Repeat every one of the records below, character for character, without changing anything.

================================

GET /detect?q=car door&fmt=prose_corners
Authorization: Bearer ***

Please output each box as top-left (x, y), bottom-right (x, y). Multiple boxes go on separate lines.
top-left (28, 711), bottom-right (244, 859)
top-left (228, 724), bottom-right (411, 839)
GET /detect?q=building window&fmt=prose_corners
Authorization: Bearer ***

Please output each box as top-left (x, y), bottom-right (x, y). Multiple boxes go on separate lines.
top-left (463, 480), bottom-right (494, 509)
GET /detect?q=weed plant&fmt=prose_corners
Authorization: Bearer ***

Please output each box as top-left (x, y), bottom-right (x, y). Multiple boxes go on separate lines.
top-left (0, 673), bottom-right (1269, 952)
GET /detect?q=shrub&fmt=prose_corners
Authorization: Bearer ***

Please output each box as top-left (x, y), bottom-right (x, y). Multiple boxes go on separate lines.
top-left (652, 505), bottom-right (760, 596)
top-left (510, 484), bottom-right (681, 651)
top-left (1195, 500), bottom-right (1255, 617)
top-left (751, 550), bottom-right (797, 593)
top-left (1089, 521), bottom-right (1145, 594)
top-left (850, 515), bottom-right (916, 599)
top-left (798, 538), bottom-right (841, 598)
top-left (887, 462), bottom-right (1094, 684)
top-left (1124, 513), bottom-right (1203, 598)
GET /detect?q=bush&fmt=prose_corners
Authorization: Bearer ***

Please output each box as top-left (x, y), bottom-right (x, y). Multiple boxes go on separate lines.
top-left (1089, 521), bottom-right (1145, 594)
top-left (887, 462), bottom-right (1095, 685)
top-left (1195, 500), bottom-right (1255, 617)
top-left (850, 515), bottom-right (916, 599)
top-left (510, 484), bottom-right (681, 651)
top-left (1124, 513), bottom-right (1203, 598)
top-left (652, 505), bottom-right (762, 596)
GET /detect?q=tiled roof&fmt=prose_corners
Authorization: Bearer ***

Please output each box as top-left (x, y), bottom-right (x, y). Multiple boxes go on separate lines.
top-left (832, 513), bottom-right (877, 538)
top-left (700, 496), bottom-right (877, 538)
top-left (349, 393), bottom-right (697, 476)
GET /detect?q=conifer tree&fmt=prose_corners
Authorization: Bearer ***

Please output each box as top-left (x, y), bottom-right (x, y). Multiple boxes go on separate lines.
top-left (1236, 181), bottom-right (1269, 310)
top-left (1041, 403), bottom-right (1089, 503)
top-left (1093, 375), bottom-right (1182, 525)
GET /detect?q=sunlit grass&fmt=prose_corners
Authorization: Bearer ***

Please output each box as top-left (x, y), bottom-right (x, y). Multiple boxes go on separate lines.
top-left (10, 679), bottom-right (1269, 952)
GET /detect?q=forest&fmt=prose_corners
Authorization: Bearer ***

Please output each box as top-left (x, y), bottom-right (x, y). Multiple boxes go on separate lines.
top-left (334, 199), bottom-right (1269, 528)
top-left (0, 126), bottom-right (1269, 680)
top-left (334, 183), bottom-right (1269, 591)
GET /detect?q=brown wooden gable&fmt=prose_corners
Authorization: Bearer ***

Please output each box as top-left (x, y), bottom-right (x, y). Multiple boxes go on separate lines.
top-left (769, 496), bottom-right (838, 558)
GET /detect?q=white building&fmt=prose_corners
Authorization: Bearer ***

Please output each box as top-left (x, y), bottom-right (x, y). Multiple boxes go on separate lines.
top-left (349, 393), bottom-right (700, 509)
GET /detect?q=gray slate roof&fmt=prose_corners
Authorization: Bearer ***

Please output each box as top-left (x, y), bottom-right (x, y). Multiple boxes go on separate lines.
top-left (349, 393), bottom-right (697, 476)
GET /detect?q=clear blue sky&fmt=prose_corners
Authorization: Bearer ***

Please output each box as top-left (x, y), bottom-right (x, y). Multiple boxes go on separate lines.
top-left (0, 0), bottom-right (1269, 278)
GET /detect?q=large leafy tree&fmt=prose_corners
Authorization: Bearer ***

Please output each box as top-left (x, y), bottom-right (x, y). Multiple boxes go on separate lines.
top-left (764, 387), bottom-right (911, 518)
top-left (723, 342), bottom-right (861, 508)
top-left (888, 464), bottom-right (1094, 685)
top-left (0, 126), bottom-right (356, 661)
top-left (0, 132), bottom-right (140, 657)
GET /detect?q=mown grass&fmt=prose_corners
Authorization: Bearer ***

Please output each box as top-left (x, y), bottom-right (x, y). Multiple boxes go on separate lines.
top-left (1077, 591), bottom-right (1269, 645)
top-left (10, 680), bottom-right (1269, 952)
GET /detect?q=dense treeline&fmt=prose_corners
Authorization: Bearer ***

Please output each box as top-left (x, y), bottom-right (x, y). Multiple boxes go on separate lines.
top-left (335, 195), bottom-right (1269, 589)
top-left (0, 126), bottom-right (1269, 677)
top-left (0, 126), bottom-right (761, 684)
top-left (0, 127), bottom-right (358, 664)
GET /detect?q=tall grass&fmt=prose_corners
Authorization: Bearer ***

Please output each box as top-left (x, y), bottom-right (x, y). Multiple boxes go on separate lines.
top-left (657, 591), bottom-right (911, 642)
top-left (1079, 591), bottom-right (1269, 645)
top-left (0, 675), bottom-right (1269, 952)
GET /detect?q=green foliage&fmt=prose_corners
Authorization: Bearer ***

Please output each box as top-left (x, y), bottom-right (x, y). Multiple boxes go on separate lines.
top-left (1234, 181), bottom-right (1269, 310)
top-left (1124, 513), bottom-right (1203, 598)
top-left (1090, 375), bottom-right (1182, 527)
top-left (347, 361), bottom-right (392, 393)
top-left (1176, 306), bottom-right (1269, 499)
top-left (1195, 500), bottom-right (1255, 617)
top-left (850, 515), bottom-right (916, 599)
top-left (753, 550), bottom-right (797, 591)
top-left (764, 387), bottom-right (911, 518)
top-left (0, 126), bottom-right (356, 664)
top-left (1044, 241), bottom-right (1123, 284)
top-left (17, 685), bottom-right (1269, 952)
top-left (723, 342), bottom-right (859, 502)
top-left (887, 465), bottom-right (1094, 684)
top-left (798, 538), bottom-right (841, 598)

================================

Result of the exercise.
GET /detect?q=car door&fmt=prose_corners
Authorization: Bearer ***

Please output each box as top-left (x, y), bottom-right (x, y). Multiple boxes go on separate lines.
top-left (28, 711), bottom-right (244, 859)
top-left (228, 724), bottom-right (411, 839)
GET /detect?q=building window&fmt=prose_corners
Authorization: Bearer ***

Please output each box as top-left (x, y), bottom-right (x, y). Multiple boxes go on separate lines.
top-left (463, 480), bottom-right (494, 509)
GET /detect?q=weed plant&fmt=prose_corners
Authorization: Bearer ***

Please output each box as top-left (x, y), bottom-right (x, y). Multiple boxes go on separate lines.
top-left (0, 673), bottom-right (1269, 952)
GET /detect?q=shrub&fmt=prose_corners
Authorization: Bearer ***

Please output each box as top-left (x, y), bottom-right (x, y). Multiple boxes go on separate lines.
top-left (652, 505), bottom-right (760, 596)
top-left (510, 484), bottom-right (681, 651)
top-left (1195, 500), bottom-right (1255, 617)
top-left (751, 550), bottom-right (797, 593)
top-left (1089, 521), bottom-right (1145, 594)
top-left (850, 515), bottom-right (916, 599)
top-left (798, 538), bottom-right (841, 598)
top-left (887, 462), bottom-right (1094, 684)
top-left (1124, 513), bottom-right (1203, 598)
GET /detect?q=bush&fmt=prose_corners
Authorization: Bearer ***

Please output each box as top-left (x, y), bottom-right (x, y). Multiple boxes go on separate lines.
top-left (1089, 521), bottom-right (1145, 594)
top-left (887, 462), bottom-right (1095, 685)
top-left (1195, 500), bottom-right (1255, 617)
top-left (850, 515), bottom-right (916, 599)
top-left (510, 484), bottom-right (681, 651)
top-left (1124, 513), bottom-right (1203, 598)
top-left (652, 505), bottom-right (762, 596)
GET /detect?q=tiled roof&fmt=prose_corners
Authorization: Bearer ***

Please output each box as top-left (x, y), bottom-right (x, y). Multiple boxes go on separate lines.
top-left (832, 513), bottom-right (877, 538)
top-left (700, 496), bottom-right (877, 538)
top-left (349, 393), bottom-right (697, 476)
GET /detect?q=conifer tree&fmt=prose_corners
Authorization: Bearer ***

Please output each box as top-left (x, y), bottom-right (x, y). Multiple boxes go on separate lines.
top-left (1236, 181), bottom-right (1269, 310)
top-left (1041, 403), bottom-right (1089, 503)
top-left (1093, 375), bottom-right (1182, 525)
GET /detect?q=sunlit grass&fmt=prose_corners
Authorization: Bearer ***

Please output each box as top-left (x, y), bottom-right (x, y). Multiple boxes go on separate lines.
top-left (10, 679), bottom-right (1269, 952)
GET /detect?q=forest&fmt=prose_corners
Authorization: Bearer ***

Please output each box as top-left (x, y), bottom-right (x, y). Multiple boxes go on separate lines.
top-left (334, 199), bottom-right (1269, 528)
top-left (0, 126), bottom-right (1269, 680)
top-left (334, 183), bottom-right (1269, 591)
GET /detect?q=brown wooden gable&fmt=prose_corners
Authorization: Bearer ***

Please output each box as top-left (x, y), bottom-right (x, y). Multiple boxes go on separate lines.
top-left (769, 496), bottom-right (838, 558)
GET /detect?q=white building&fmt=prose_corners
Authorization: Bearer ***

Please output each box as top-left (x, y), bottom-right (x, y). Multiple boxes go on separate lines.
top-left (349, 393), bottom-right (700, 509)
GET /detect?q=gray slate roof&fmt=prose_corners
Authorization: Bearer ***

Please output each box as top-left (x, y), bottom-right (x, y). Multiple boxes go on separate lines.
top-left (349, 393), bottom-right (697, 476)
GET /detect?q=clear blue sky&fmt=prose_corners
Authorization: Bearer ***

Please output each box as top-left (x, y), bottom-right (x, y). Multiple boxes go on separate lines.
top-left (0, 0), bottom-right (1269, 278)
GET /detect?q=large leafy tree&fmt=prose_corners
Authorization: Bearer ***

Please output each box as top-left (x, y), bottom-right (x, y). Multiple boxes go on separate lines.
top-left (764, 387), bottom-right (911, 518)
top-left (723, 342), bottom-right (861, 508)
top-left (888, 464), bottom-right (1094, 685)
top-left (0, 126), bottom-right (356, 661)
top-left (0, 132), bottom-right (140, 657)
GET /detect?q=mown grass&fmt=prose_corners
Authorization: Bearer ***

Please output each box as top-left (x, y), bottom-right (x, y). Multiple boxes go on separate lines.
top-left (1077, 591), bottom-right (1269, 645)
top-left (10, 680), bottom-right (1269, 952)
GET /detect?q=dense treeline&fmt=prose_corners
Authorization: Bearer ***

Please output each box as top-left (x, y), bottom-right (x, y). Multiple boxes go on separate lines.
top-left (335, 195), bottom-right (1269, 589)
top-left (0, 126), bottom-right (1269, 677)
top-left (0, 126), bottom-right (761, 684)
top-left (0, 127), bottom-right (358, 664)
GET /detect?q=tall grass&fmt=prose_corners
Authorization: Bearer ***

Please output each box as top-left (x, y), bottom-right (x, y). Multiple boxes go on separate lines.
top-left (657, 591), bottom-right (911, 642)
top-left (1079, 591), bottom-right (1269, 645)
top-left (0, 675), bottom-right (1269, 952)
GET /detect?q=green foliage&fmt=prose_corners
Authorization: Bearer ***

Please output each box as top-left (x, y), bottom-right (x, y). Multiple boxes go on separate lines.
top-left (1234, 181), bottom-right (1269, 310)
top-left (1124, 513), bottom-right (1203, 598)
top-left (1090, 375), bottom-right (1182, 527)
top-left (347, 361), bottom-right (392, 393)
top-left (1176, 306), bottom-right (1269, 499)
top-left (1195, 500), bottom-right (1255, 617)
top-left (850, 515), bottom-right (916, 599)
top-left (753, 550), bottom-right (797, 591)
top-left (764, 387), bottom-right (911, 518)
top-left (0, 126), bottom-right (356, 664)
top-left (1044, 241), bottom-right (1123, 284)
top-left (17, 685), bottom-right (1269, 952)
top-left (723, 342), bottom-right (859, 502)
top-left (887, 465), bottom-right (1094, 684)
top-left (798, 538), bottom-right (841, 598)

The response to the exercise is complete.